(Referring expression data)
[Start of Attachment]
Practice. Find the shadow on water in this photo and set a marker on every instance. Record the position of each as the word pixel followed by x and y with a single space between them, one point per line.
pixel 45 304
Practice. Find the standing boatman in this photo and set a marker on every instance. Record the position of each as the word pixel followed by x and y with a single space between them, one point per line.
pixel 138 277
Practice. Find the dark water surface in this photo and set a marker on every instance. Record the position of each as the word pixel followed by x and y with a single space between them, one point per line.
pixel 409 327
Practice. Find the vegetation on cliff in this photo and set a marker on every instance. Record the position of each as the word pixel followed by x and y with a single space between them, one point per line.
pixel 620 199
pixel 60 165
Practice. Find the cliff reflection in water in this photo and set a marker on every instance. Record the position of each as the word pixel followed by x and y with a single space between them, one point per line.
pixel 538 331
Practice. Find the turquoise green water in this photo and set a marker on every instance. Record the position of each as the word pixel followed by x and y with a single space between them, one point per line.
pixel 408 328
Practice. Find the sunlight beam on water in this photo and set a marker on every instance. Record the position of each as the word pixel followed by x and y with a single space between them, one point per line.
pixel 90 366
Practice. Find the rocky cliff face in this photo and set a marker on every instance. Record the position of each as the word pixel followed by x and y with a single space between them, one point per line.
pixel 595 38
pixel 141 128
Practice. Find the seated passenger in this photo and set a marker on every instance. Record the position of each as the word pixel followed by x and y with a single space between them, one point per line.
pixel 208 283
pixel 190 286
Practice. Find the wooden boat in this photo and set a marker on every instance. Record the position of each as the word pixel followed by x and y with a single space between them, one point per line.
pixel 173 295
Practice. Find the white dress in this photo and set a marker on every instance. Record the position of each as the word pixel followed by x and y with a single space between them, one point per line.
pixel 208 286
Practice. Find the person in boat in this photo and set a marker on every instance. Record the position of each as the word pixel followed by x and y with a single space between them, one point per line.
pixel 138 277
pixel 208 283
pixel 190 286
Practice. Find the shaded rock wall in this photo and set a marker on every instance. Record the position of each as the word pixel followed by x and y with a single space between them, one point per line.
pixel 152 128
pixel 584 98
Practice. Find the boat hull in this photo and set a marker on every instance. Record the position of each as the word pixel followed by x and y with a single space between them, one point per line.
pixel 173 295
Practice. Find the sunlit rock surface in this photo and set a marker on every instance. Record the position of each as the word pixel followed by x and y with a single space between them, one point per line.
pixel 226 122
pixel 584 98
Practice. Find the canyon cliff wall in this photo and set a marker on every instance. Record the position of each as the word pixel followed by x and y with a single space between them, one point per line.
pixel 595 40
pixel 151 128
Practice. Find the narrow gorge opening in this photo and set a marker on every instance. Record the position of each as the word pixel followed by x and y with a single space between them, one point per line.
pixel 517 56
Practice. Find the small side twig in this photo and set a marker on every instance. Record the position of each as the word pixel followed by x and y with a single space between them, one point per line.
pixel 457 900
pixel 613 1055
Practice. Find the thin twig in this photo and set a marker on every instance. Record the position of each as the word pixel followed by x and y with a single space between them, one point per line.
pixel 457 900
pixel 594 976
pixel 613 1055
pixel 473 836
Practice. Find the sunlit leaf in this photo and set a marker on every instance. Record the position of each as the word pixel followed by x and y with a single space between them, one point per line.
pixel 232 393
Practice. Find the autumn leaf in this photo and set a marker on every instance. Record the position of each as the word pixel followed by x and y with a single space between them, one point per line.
[End of Attachment]
### WORK ORDER
Could you set down each entry above word for word?

### EXPECTED OUTPUT
Practice. Find the shadow on water in this photo and set a marker on every instance. Record the position of each as the word pixel followed by x and y with a single space between them, one point per line.
pixel 45 304
Practice. Find the standing boatman in this photo and set a marker on every instance. Record the position of each as the word pixel followed by x and y with a single space between them, one point per line.
pixel 138 277
Practice. Find the dark water surface in this photo and set a marker on every instance. Record the position of each as the word pixel followed by x and y with a single space between them, one point per line.
pixel 409 327
Practice. Find the vegetation on cliff in this photo and set a marker on every instance. Record the position of each as the word pixel followed by x and y with a single space between them, one point per line.
pixel 620 199
pixel 60 165
Practice. Find the cliff reflection in water in this photo and set a marker on every instance. Record the position of each as the word pixel followed by x and y with a single space between them, one point per line.
pixel 538 331
Practice. Find the turquoise green water in this photo and set a marker on every instance. Record the position of each as the word pixel followed by x and y with a single space between them, one point per line.
pixel 408 328
Practice. Find the sunlight beam on water in this photo and set a marker on every instance. Record the position of each as the word pixel followed by x and y with a single space between them, one point per line.
pixel 90 366
Practice. Find the rocky cliff face in this photo and set a marker on every instance. Record the position of each as the word pixel followed by x and y with a single space between them, one point per line.
pixel 595 38
pixel 141 128
Practice. Find the seated passenger in this photo and set a marker on every instance. Record the position of each as the word pixel followed by x and y with a single space between them, one point per line.
pixel 208 283
pixel 190 286
Practice. Find the wooden boat in this photo and set a marker on every instance. Record the position of each as the word pixel followed by x and y with a single space between them, one point per line.
pixel 173 295
Practice. Find the white dress in this photo and set a marker on every instance. Record the position of each as the word pixel followed by x and y with a single space between them, one point per line.
pixel 208 286
Practice. Find the person in boat in this photo and set a marker on every instance. Record the position of each as the word pixel followed by x and y with a single space between them, one point per line.
pixel 138 277
pixel 208 283
pixel 190 286
Practice. Find the shaded rock wall in this photo and set a marker on every instance. Record the position of each as the word pixel followed by x and y with a single space between them, one point per line.
pixel 152 128
pixel 584 98
Practice. Find the boat hull in this photo and set a marker on every instance. Record the position of each as the word pixel followed by x and y with a single space between them, one point per line.
pixel 173 295
Practice. Find the sunlit rock surface in this photo and set a marker on every instance. Record the position of each as the word pixel followed by x and y with a single space between them, one point per line.
pixel 226 122
pixel 584 98
Practice. Find the canyon cliff wall in this photo and set a marker on every instance. Record the position of each as the word pixel followed by x and y with a single space between them, one point per line.
pixel 595 40
pixel 151 128
Practice. Find the narrow gorge opening in this photo and set a marker on every instance. Record the position of each as the word pixel followed by x and y with a single space between them, one point per line.
pixel 517 56
Practice. Find the small side twig in this photo and set a marker on every instance. Record the position of each as the word pixel followed by x and y with a single space between them, one point per line.
pixel 457 900
pixel 613 1055
Practice. Find the thin twig in this photo and set a marker on every instance. Record the position of each as the word pixel followed by x and y with a single space between them, one point per line.
pixel 457 900
pixel 594 976
pixel 613 1055
pixel 473 836
Practice. Find the sunlit leaf in this photo and set a marker on every instance. Record the position of each as the word pixel followed by x and y with a single space between them, one point per line.
pixel 232 393
Practice. Find the autumn leaf in this photo and set a marker on every instance. Record the position of each as the word pixel followed by x and y with a single space between them, one point per line.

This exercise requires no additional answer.